## Source excerpt

--- START ---

What to Do When You Suspect We’re Headed for Collapse

2014•04•02 Rob Dietz Center for the Advancement of the Steady State Economy

If you’ve been paying attention to the environmental news, then you know people are pummeling the planet. Because of the way we run the economy, with continuously growing population and consumption, we are destabilizing the climate, depleting topsoil, drawing down aquifers, acidifying the oceans, and driving species to extinction. Even as we impoverish the Earth’s ecosystems, billions of us struggle daily to find enough food for a decent dinner.  In this age of worldwide environmental and social turmoil, it’s natural to want to help. It’s also natural to wonder how you can possibly make a difference. These troubled times prompt each of us to ask a simple, but absolutely critical question: “What should I do?”

Before tackling what to do, let’s get something out of the way — what not to do:

Back to the central question: “What should I do?” Like a flock of vultures, the problems circle ominously overhead. The solutions are more like songbirds; they hide in branches and thickets, but they’re there. Despite their presence all around us, it’s still hard to spot proper solutions. It would be a huge relief to have one simple method for scuttling the vultures, but it just doesn’t exist. Solutions come with a certain degree of complexity (e.g., multiple partial solutions that are related to one another). To begin piecing together your answer to “What should I do,” then, it’s helpful to divide actions into three categories: (1) learn something, (2) say something, and (3) do something.

--- END ---

## Requests
1 > Retype part of the essay, beginning at the words that have "Before tackling what" and stopping after "(3) do something.".
2 > Answer these questions from the essay:
(a) Which organization appears with the author's name at the top?
(b) To what does the essay compare the problems circling overhead?
(c) What three categories does the essay use to divide actions?
Rely only on the essay itself.

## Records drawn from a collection
--- START ---

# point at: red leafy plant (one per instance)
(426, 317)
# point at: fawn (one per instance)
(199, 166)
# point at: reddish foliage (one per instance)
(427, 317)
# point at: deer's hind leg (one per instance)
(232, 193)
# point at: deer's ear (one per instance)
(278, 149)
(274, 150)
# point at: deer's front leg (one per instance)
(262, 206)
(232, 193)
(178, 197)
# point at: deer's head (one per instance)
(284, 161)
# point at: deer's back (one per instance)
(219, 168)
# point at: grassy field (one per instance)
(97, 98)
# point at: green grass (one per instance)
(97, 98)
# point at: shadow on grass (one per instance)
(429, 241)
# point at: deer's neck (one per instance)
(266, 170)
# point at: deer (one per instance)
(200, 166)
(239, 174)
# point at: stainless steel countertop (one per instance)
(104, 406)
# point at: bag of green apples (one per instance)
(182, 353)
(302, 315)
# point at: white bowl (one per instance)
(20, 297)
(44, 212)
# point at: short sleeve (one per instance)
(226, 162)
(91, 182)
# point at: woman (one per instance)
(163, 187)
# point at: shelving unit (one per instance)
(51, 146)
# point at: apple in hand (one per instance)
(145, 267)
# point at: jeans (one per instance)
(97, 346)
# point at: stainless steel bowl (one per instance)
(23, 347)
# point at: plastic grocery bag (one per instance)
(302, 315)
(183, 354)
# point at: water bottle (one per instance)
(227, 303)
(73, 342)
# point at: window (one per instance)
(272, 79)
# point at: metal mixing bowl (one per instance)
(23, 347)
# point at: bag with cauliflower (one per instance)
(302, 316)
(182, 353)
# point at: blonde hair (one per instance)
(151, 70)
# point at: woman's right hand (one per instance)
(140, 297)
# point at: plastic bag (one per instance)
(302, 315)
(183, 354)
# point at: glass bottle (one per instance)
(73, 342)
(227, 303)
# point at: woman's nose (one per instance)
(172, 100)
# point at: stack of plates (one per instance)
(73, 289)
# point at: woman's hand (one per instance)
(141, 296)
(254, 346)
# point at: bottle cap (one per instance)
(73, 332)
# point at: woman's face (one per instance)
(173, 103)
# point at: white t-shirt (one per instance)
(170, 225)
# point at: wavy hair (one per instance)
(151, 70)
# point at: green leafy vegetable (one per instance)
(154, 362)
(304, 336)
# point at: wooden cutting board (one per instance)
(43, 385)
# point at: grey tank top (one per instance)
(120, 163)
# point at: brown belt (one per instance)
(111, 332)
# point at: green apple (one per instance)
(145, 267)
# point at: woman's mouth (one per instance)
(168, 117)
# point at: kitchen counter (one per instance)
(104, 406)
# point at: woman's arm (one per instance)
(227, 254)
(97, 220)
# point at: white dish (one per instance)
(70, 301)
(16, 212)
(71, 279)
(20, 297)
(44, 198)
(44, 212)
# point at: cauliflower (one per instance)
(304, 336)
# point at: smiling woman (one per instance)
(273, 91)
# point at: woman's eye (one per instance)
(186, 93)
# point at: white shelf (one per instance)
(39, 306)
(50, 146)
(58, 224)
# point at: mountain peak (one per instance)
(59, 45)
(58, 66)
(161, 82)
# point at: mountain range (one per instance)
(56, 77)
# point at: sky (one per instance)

--- END ---

## Solutions to the tasks
1 >
Before tackling what to do, let’s get something out of the way — what not to do:

Back to the central question: “What should I do?” Like a flock of vultures, the problems circle ominously overhead. The solutions are more like songbirds; they hide in branches and thickets, but they’re there. Despite their presence all around us, it’s still hard to spot proper solutions. It would be a huge relief to have one simple method for scuttling the vultures, but it just doesn’t exist. Solutions come with a certain degree of complexity (e.g., multiple partial solutions that are related to one another). To begin piecing together your answer to “What should I do,” then, it’s helpful to divide actions into three categories: (1) learn something, (2) say something, and (3) do something.

2 >
(a) The Center for the Advancement of the Steady State Economy.
(b) A flock of vultures.
(c) Learn something, say something, and do something.